- What is required -
Give every entry again, word for word.

Object location annotation data:
▶

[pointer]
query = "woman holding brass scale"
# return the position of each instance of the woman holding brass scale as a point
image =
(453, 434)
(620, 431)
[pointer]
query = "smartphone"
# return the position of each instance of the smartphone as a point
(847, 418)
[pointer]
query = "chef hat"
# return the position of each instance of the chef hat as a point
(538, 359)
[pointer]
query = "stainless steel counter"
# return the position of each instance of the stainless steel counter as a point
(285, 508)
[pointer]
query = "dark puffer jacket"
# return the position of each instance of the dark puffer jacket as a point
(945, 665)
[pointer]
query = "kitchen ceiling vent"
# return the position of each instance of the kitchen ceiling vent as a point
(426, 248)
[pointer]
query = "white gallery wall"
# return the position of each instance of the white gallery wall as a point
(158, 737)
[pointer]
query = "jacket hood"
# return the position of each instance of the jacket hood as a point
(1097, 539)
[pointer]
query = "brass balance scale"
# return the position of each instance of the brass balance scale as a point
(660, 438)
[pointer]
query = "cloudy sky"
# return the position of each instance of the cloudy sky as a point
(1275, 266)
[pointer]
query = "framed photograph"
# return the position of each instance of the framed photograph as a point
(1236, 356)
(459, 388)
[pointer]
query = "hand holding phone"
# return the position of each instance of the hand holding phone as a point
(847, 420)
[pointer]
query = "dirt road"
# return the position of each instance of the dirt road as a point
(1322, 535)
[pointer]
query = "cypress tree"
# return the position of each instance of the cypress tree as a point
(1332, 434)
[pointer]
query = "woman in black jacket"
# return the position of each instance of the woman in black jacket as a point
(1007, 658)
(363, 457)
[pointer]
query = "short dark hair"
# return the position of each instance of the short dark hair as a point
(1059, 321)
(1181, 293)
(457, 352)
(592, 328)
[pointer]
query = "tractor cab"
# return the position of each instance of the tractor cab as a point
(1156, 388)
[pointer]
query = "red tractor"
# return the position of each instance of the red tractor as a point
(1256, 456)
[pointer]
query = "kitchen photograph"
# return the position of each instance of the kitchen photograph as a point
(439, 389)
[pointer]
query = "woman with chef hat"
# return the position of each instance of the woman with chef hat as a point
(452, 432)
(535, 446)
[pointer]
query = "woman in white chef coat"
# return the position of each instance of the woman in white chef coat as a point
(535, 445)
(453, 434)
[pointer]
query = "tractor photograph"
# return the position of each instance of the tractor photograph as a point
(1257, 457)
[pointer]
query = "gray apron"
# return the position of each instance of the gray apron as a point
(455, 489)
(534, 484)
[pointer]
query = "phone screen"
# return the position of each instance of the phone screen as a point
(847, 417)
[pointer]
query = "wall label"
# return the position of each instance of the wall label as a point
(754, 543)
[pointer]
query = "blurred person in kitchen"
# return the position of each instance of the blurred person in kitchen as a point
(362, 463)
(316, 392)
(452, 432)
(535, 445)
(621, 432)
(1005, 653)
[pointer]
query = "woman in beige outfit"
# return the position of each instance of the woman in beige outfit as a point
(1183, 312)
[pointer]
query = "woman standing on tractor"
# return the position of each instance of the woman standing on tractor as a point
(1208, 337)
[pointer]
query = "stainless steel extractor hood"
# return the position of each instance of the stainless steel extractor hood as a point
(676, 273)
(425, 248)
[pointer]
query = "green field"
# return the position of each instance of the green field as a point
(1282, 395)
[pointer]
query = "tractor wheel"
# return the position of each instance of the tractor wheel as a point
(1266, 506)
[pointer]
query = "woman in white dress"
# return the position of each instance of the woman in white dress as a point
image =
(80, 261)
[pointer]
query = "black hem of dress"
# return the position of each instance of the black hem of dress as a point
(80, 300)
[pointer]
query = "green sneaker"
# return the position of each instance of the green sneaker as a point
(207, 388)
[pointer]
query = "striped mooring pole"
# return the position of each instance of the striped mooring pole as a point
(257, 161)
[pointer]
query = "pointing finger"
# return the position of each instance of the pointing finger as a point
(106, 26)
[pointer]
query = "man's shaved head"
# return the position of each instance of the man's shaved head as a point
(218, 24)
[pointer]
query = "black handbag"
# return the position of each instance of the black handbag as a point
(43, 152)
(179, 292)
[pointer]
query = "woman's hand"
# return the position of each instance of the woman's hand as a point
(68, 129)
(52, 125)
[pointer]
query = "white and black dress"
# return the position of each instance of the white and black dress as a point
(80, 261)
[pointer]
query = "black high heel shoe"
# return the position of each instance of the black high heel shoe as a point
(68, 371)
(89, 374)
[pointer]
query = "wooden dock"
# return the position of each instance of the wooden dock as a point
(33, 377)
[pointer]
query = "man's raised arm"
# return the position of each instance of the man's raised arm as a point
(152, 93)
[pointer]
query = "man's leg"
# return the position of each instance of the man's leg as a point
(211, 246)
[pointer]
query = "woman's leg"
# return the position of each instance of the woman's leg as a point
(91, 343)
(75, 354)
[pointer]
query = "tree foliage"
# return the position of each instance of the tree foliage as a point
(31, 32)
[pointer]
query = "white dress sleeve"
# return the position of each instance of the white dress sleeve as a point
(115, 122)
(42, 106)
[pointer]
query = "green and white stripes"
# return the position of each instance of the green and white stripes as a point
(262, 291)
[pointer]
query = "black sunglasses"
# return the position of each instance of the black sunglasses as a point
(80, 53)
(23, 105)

◀

- Answer for this exercise -
[pointer]
query = "woman holding brass scale"
# return the position of each instance of the woman holding brass scale as a point
image =
(453, 434)
(620, 431)
[pointer]
query = "smartphone"
# return the position of each instance of the smartphone as a point
(847, 418)
[pointer]
query = "chef hat"
# return the position of each instance of the chef hat as a point
(538, 359)
[pointer]
query = "stainless steel counter"
# return the position of each instance of the stainless steel counter as a point
(285, 508)
[pointer]
query = "dark puffer jacket"
# return the position of each instance of the dark puffer jacket as a point
(945, 665)
[pointer]
query = "kitchen ceiling vent"
# return the position of each instance of the kitchen ceiling vent as a point
(426, 248)
[pointer]
query = "white gallery wall"
# return the position of each instance of the white gallery wall as a point
(158, 737)
[pointer]
query = "jacket hood"
# return the position of each instance of the jacket hood as a point
(1097, 539)
[pointer]
query = "brass balance scale"
# return the position of each instance of the brass balance scale as a point
(660, 438)
[pointer]
query = "cloudy sky"
# return the position of each instance of the cloudy sky as a point
(1275, 266)
[pointer]
query = "framed photograph"
# return the position of each instance of the framed photograph as a point
(1236, 356)
(459, 388)
[pointer]
query = "hand holding phone"
# return the position of each instance of the hand holding phone as a point
(847, 420)
[pointer]
query = "dirt road"
# return the position of each instance of the dirt road as a point
(1322, 535)
[pointer]
query = "cypress tree"
# return the position of each instance of the cypress tree as a point
(1332, 434)
[pointer]
query = "woman in black jacket"
# return the position of each instance of the woman in black jacket as a point
(1007, 658)
(363, 457)
[pointer]
query = "short dark hair"
# return the position of each instance of the short dark hair as a point
(1059, 321)
(1181, 293)
(457, 352)
(592, 328)
[pointer]
query = "tractor cab"
# return the position of each instance of the tractor cab as a point
(1156, 388)
[pointer]
query = "red tractor"
# return the position of each instance of the red tractor as a point
(1256, 456)
[pointer]
query = "kitchen photograph"
# return the position of each instance of the kitchen photograph as a point
(439, 389)
[pointer]
query = "woman with chef hat"
# return the position of each instance of the woman with chef hat as a point
(452, 432)
(535, 446)
[pointer]
query = "woman in white chef coat"
# return the position of each instance of the woman in white chef coat as a point
(535, 445)
(453, 434)
[pointer]
query = "tractor photograph"
# return the position of each instance of the tractor photograph as a point
(1257, 457)
[pointer]
query = "gray apron"
# return the position of each instance of the gray apron as a point
(455, 489)
(534, 484)
[pointer]
query = "phone screen"
# return the position of each instance of the phone screen as a point
(847, 417)
[pointer]
query = "wall label"
# return the position of each instance of the wall label as a point
(754, 543)
[pointer]
query = "blurred person in kitchen"
# return the position of each instance of the blurred person in kitchen as a point
(362, 463)
(316, 392)
(452, 432)
(535, 445)
(621, 432)
(1005, 653)
[pointer]
query = "woman in beige outfit"
# return the position of each instance of the woman in beige outfit as a point
(1183, 312)
[pointer]
query = "woman standing on tractor"
# return the position of each instance of the woman standing on tractor as a point
(1208, 337)
[pointer]
query = "stainless steel extractor hood"
# return the position of each instance of the stainless steel extractor hood as a point
(676, 273)
(425, 248)
[pointer]
query = "green field"
# return the position of each instance of the green field as a point
(1282, 395)
[pointer]
query = "tractor wheel"
# return the position of each instance of the tractor wheel as a point
(1266, 506)
[pointer]
query = "woman in white dress"
# return the position of each instance of the woman in white dress as a point
image =
(80, 261)
[pointer]
query = "black hem of dress"
# return the position of each instance of the black hem of dress as a point
(80, 300)
[pointer]
query = "green sneaker"
# return the position of each instance of the green sneaker as a point
(207, 388)
[pointer]
query = "striped mooring pole"
# return the position of each instance of the striped mooring pole as a point
(257, 161)
[pointer]
query = "pointing finger"
# return the position of each instance of the pointing finger as a point
(106, 26)
[pointer]
query = "man's shaved head"
# return the position of each instance of the man's shaved head as a point
(218, 24)
[pointer]
query = "black handbag"
# return the position of each instance of the black handbag as a point
(43, 152)
(179, 292)
[pointer]
query = "woman's hand"
# return the position of each instance of the woman's hand as a point
(68, 129)
(52, 125)
[pointer]
query = "white and black dress"
# return the position of each instance of the white and black dress as a point
(80, 261)
[pointer]
query = "black high heel shoe"
# return the position of each instance of the black high heel shoe as a point
(68, 371)
(89, 374)
[pointer]
query = "wooden dock"
# return the position of each instance of the wooden dock as a point
(33, 377)
[pointer]
query = "man's raised arm"
# return the position of each instance of the man's raised arm as a point
(152, 93)
[pointer]
query = "man's leg"
# return the position of each instance of the man's leg as a point
(211, 246)
[pointer]
query = "woman's leg"
# return the position of each instance of the woman's leg as a point
(91, 343)
(75, 354)
[pointer]
query = "tree foliage"
# return the position of each instance of the tree foliage as a point
(31, 32)
[pointer]
query = "white dress sleeve"
# return the position of each instance of the white dress sleeve as a point
(115, 122)
(42, 106)
[pointer]
query = "green and white stripes"
# return the position of each instance of the green and white stripes as a point
(262, 291)
[pointer]
query = "black sunglasses"
# return the position of each instance of the black sunglasses as a point
(80, 53)
(23, 105)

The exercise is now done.